Goal: Write out everything from the line that contains "Q. Point to the yellow pollen" down to the line that contains "pixel 333 76" as a JSON list of strings, one string per line, with both of those lines included and blank lines omitted.

Data extract:

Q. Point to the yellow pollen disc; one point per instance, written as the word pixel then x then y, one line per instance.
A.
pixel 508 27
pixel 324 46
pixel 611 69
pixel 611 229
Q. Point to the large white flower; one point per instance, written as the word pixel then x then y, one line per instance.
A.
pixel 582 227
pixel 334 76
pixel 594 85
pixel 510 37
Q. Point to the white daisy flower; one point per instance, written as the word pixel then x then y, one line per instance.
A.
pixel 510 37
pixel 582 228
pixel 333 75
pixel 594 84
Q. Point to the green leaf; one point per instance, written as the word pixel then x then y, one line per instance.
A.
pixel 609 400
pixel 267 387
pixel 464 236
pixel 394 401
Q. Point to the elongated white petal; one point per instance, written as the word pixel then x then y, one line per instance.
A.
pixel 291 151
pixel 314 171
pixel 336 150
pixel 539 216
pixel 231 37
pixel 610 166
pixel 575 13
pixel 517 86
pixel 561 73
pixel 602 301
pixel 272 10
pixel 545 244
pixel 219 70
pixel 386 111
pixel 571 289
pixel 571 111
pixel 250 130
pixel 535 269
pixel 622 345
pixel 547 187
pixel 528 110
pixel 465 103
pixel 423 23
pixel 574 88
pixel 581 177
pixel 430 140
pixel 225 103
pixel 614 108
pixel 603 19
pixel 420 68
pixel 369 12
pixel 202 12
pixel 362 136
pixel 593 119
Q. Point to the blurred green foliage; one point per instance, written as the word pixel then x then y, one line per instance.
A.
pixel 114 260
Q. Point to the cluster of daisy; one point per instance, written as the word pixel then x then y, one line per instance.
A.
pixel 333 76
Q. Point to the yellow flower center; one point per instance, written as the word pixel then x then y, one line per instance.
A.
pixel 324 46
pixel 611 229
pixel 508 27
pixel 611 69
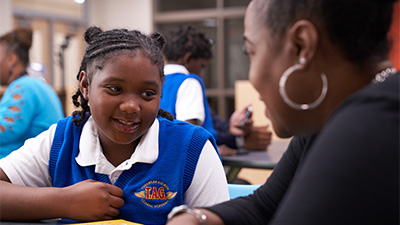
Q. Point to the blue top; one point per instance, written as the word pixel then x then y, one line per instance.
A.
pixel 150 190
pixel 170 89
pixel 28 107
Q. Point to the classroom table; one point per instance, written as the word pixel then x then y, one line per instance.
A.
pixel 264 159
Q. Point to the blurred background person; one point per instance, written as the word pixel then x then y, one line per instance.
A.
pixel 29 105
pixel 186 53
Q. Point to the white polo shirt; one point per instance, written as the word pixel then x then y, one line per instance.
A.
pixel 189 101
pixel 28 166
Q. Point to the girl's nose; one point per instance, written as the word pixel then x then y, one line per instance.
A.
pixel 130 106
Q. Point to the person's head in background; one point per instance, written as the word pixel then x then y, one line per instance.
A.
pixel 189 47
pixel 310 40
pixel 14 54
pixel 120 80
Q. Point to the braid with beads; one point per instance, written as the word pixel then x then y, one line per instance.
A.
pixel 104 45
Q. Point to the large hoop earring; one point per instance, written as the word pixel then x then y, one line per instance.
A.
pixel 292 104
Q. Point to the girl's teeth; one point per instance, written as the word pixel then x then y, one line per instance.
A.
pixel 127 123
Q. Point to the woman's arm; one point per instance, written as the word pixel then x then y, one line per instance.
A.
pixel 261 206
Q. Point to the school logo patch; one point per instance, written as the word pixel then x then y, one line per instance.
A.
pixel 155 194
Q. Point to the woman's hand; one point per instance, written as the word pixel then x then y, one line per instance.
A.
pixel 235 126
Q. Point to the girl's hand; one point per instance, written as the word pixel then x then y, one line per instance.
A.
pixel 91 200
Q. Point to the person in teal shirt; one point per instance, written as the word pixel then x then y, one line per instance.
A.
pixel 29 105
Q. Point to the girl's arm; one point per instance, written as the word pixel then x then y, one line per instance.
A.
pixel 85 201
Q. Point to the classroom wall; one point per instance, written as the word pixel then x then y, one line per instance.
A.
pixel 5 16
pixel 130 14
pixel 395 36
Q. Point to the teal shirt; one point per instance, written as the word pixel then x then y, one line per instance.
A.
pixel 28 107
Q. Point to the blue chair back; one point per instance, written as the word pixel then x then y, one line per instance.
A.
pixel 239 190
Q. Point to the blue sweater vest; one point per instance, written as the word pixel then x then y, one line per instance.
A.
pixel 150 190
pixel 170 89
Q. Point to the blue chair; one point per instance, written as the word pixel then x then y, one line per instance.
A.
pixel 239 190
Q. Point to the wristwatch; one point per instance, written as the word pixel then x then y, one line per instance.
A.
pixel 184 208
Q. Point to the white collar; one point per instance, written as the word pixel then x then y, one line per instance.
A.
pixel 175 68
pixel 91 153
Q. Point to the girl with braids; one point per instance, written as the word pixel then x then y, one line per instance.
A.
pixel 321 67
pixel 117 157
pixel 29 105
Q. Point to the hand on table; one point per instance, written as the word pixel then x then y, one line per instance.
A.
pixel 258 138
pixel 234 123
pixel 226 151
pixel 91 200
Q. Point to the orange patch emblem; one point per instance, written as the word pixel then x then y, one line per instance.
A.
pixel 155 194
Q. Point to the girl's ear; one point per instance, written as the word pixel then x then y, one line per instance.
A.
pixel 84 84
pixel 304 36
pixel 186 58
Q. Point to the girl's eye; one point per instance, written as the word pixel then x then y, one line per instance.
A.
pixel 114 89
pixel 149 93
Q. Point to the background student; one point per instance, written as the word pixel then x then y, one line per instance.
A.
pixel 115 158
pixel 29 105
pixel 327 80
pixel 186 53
==
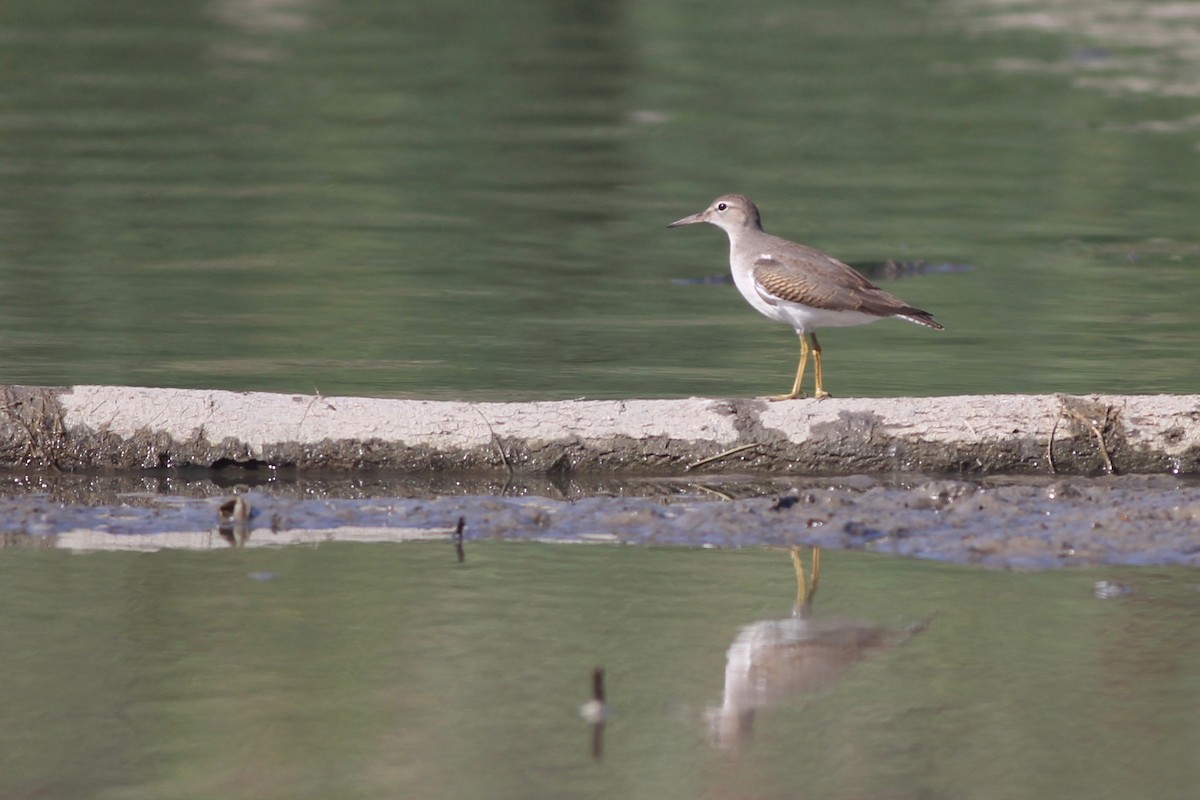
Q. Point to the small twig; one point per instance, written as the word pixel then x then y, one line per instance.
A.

Full output:
[
  "Q. Point to the yellow pollen disc; one point per instance, written as the word pixel then x then y, one line per instance.",
  "A.",
  "pixel 508 27",
  "pixel 324 46",
  "pixel 611 69",
  "pixel 611 229",
  "Q. Point to the large white flower; one point per instance, written as the word pixel then x then y, one line per instance.",
  "A.",
  "pixel 582 227",
  "pixel 334 76",
  "pixel 594 85",
  "pixel 510 37",
  "Q. Point to the white daisy flower; one point per instance, written as the word pixel then x then y, one line per instance.",
  "A.",
  "pixel 510 37",
  "pixel 582 228",
  "pixel 333 75",
  "pixel 594 84",
  "Q. Point to the green leaf; one point per instance, written as the word pixel then x then y, one line per instance.",
  "A.",
  "pixel 609 400",
  "pixel 267 387",
  "pixel 464 236",
  "pixel 394 401",
  "Q. Point to the elongated white petal; one point per instance, written as the word pixel then x then y, one line per instance.",
  "A.",
  "pixel 291 151",
  "pixel 314 171",
  "pixel 336 150",
  "pixel 539 216",
  "pixel 231 37",
  "pixel 610 166",
  "pixel 575 13",
  "pixel 517 86",
  "pixel 561 73",
  "pixel 602 301",
  "pixel 272 10",
  "pixel 545 244",
  "pixel 219 70",
  "pixel 386 111",
  "pixel 571 289",
  "pixel 571 111",
  "pixel 250 130",
  "pixel 535 269",
  "pixel 622 345",
  "pixel 547 187",
  "pixel 528 110",
  "pixel 465 103",
  "pixel 423 23",
  "pixel 574 88",
  "pixel 581 177",
  "pixel 430 140",
  "pixel 225 103",
  "pixel 614 108",
  "pixel 603 19",
  "pixel 420 68",
  "pixel 369 12",
  "pixel 202 12",
  "pixel 362 136",
  "pixel 593 119",
  "Q. Point to the blurred green foliage; one point per instance, written as the word pixel then x then y, one line per instance.",
  "A.",
  "pixel 114 260",
  "Q. Point to the cluster of daisy; one point per instance, written as the word pixel then x then y, one line per instance.",
  "A.",
  "pixel 333 76"
]